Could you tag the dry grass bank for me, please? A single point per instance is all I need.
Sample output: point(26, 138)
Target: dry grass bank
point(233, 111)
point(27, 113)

+ + + + +

** Ziel **
Zähle, wie viele der obigen Zeilen das Wort „grass“ enthalten, und nenne ausschließlich diese Zahl.

** Vollständige Ausgabe **
2